### Your instructions
Repeat the data exactly, please.

### Saved entries
Content starts

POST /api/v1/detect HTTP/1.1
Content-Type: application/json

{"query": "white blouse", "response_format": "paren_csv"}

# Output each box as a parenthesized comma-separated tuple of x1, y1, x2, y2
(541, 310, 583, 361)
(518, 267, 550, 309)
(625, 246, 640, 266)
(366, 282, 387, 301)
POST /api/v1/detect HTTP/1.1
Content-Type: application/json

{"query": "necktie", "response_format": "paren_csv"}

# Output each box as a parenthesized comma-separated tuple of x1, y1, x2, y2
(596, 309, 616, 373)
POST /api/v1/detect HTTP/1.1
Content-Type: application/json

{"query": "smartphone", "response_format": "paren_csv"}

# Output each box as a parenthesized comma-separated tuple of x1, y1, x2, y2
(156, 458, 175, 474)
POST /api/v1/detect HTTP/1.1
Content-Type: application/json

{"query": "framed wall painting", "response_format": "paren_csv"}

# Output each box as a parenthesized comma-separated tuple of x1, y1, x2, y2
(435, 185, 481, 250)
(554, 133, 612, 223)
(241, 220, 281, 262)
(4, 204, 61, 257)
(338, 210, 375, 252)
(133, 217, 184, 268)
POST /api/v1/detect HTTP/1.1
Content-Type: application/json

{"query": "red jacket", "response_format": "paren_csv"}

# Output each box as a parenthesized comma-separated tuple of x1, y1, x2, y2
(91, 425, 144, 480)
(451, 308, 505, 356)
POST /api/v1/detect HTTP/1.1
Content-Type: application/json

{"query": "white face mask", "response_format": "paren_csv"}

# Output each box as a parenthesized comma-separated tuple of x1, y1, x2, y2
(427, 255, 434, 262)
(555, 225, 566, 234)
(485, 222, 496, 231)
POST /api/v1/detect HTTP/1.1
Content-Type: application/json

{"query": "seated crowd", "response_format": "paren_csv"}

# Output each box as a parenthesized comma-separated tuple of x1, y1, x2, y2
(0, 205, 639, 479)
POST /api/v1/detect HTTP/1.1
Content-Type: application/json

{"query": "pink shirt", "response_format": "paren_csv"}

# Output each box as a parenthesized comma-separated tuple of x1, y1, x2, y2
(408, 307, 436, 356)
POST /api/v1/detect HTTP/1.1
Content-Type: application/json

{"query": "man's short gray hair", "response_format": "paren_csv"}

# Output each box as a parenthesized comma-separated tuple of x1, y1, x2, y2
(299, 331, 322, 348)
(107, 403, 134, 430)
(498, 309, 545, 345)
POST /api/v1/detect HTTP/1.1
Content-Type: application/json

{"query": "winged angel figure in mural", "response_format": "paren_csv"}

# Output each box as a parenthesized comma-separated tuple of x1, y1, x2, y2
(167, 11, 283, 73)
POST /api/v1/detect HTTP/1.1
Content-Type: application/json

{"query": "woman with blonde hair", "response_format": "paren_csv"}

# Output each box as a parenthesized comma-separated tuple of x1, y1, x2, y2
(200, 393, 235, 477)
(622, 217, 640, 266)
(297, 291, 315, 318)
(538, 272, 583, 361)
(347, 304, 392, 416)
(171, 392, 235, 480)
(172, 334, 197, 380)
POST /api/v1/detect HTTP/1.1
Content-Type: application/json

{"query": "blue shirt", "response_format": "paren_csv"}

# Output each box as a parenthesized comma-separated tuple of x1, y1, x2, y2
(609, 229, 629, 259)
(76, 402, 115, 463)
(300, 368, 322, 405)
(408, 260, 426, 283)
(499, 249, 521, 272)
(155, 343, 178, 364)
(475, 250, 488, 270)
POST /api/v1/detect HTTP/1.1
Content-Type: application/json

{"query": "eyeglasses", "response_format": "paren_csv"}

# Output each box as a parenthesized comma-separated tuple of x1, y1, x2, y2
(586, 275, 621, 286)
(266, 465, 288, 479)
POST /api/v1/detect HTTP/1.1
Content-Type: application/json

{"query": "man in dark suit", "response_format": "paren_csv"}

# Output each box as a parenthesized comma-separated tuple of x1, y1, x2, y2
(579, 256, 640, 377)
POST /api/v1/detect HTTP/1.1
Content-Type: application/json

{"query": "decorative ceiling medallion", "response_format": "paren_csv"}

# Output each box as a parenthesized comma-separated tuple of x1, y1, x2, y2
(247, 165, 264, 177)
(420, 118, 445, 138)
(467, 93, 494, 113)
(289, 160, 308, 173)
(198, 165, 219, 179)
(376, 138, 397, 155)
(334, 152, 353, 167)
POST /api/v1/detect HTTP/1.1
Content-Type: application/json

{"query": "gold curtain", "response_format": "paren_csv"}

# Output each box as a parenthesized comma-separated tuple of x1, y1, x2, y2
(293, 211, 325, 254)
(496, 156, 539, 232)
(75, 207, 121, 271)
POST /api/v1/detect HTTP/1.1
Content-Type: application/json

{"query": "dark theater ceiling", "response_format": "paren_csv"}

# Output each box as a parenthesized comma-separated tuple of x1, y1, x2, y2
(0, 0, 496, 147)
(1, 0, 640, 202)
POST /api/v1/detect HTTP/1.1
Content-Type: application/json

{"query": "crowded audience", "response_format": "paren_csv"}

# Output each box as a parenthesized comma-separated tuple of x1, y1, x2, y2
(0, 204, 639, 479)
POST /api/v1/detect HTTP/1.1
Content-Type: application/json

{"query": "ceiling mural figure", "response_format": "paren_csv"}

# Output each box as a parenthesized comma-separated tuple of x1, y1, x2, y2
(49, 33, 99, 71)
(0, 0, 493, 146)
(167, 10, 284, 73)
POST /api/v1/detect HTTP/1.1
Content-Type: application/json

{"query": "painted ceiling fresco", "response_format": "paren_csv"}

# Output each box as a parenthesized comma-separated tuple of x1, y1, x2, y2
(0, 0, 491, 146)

Content ends

### Exercise result
POST /api/v1/detect HTTP/1.1
Content-Type: application/json

{"query": "white blouse", "response_format": "paren_csv"}

# Output each box as a parenthesized comma-separated tuple of x1, y1, x2, y2
(541, 310, 583, 361)
(518, 267, 550, 309)
(625, 246, 640, 266)
(366, 282, 387, 301)
POST /api/v1/detect HTTP/1.1
Content-Type: application/json

{"query": "necktie", "response_format": "paren_csv"}

# Output each box as a parenthesized comma-separated tuple of x1, y1, x2, y2
(596, 309, 616, 373)
POST /api/v1/detect HTTP/1.1
Content-Type: application/json

{"query": "smartphone", "response_format": "paren_csv"}

# Output each box as a parenthesized comma-separated tuple of x1, y1, x2, y2
(156, 458, 175, 474)
POST /api/v1/detect HTTP/1.1
Content-Type: application/json

{"query": "framed wall painting", "response_format": "paren_csv"}

# Output each box as a parenthesized comma-separated tuple of x1, y1, x2, y2
(435, 185, 481, 250)
(554, 133, 612, 223)
(241, 220, 281, 262)
(4, 204, 61, 257)
(338, 210, 375, 252)
(133, 217, 184, 268)
POST /api/v1/detect HTTP/1.1
Content-Type: application/json

{"query": "red jacket", "response_format": "paren_csv"}

# Output each box as a parenthesized comma-separated tuple of x1, y1, x2, y2
(91, 425, 144, 480)
(451, 308, 505, 356)
POST /api/v1/detect HTTP/1.1
Content-Type: application/json

{"query": "white face mask", "response_format": "paren_csv"}

# Output each box as a parenthesized comma-separated tuple of x1, y1, x2, y2
(427, 255, 434, 262)
(555, 225, 566, 234)
(485, 222, 496, 231)
POST /api/v1/detect HTTP/1.1
Content-Type: application/json

{"query": "seated crowd", "response_format": "paren_csv"}

# Output each box as a parenthesized comma-separated tuple of x1, y1, x2, y2
(0, 205, 639, 479)
POST /api/v1/detect HTTP/1.1
Content-Type: application/json

{"query": "pink shirt", "response_format": "paren_csv"}

# Output each box as a parenthesized comma-separated tuple of x1, y1, x2, y2
(408, 307, 436, 356)
POST /api/v1/detect HTTP/1.1
Content-Type: application/json

{"query": "man's short gray hair", "response_format": "paren_csv"}

# Output each box as a parenthesized comma-separated tuple of x1, y1, x2, y2
(299, 331, 322, 348)
(107, 403, 134, 430)
(498, 309, 545, 345)
POST /api/v1/detect HTTP/1.1
Content-Type: application/json

{"query": "winged angel figure in mural", "response_format": "paren_csv"}

# Output each box as a parenthesized comma-separated tuple of x1, y1, x2, y2
(167, 11, 283, 73)
POST /api/v1/detect HTTP/1.1
Content-Type: application/json

{"query": "woman with blonde hair", "response_format": "paren_csv"}

# Output each box as a parenthesized comma-separated tuple of x1, y1, x2, y2
(200, 393, 235, 477)
(622, 217, 640, 266)
(297, 291, 315, 318)
(538, 272, 583, 361)
(347, 304, 392, 416)
(171, 392, 235, 480)
(172, 334, 197, 380)
POST /api/v1/detect HTTP/1.1
Content-Type: application/json

{"query": "blue shirt", "response_format": "paren_csv"}

# Output each box as a parenthesized comma-separated tuple of x1, y1, x2, y2
(609, 229, 629, 259)
(76, 402, 115, 463)
(300, 368, 322, 405)
(408, 260, 426, 283)
(499, 249, 521, 272)
(155, 343, 178, 364)
(475, 250, 488, 270)
POST /api/v1/detect HTTP/1.1
Content-Type: application/json

{"query": "eyeglasses", "response_format": "paren_csv"}

# Output each box as a parenthesized comma-separated tuple of x1, y1, x2, y2
(586, 275, 621, 286)
(266, 465, 288, 479)
POST /api/v1/detect HTTP/1.1
Content-Type: application/json

{"query": "man in dark suit", "response_format": "paren_csv"}

# Output each box as a parenthesized comma-separated tuple of x1, y1, x2, y2
(579, 256, 640, 377)
POST /api/v1/detect HTTP/1.1
Content-Type: application/json

{"query": "decorative ceiling medallion", "response_format": "paren_csv"}

# Output each box as a parenthesized comma-separated tuple of x1, y1, x2, y2
(247, 165, 264, 177)
(420, 118, 445, 138)
(467, 93, 494, 113)
(289, 160, 308, 173)
(198, 165, 219, 179)
(376, 138, 397, 155)
(334, 152, 353, 167)
POST /api/v1/detect HTTP/1.1
Content-Type: application/json

{"query": "gold curtain", "response_format": "paren_csv"}

# Output each box as a parenthesized comma-separated tuple of x1, y1, x2, y2
(293, 211, 325, 254)
(496, 156, 539, 232)
(75, 207, 121, 271)
POST /api/v1/detect HTTP/1.1
Content-Type: application/json

{"query": "dark theater ceiling", "response_format": "paren_csv"}

# Output each box as a parenthesized comma-separated tuple of x1, y1, x2, y2
(0, 0, 496, 147)
(1, 0, 640, 202)
POST /api/v1/detect HTTP/1.1
Content-Type: application/json

{"query": "crowded audience", "response_format": "paren_csv"}

# Output each box as a parenthesized comma-separated tuple of x1, y1, x2, y2
(0, 204, 639, 479)
POST /api/v1/detect HTTP/1.1
Content-Type: application/json

{"query": "ceiling mural figure", "response_format": "paren_csv"}

# Output each box as a parenthesized comma-separated tuple of x1, y1, x2, y2
(49, 33, 99, 71)
(0, 0, 493, 146)
(167, 10, 284, 73)
POST /api/v1/detect HTTP/1.1
Content-Type: application/json

{"query": "painted ceiling fresco", "response_format": "paren_csv"}

# Output each box as a parenthesized comma-separated tuple of x1, y1, x2, y2
(0, 0, 491, 146)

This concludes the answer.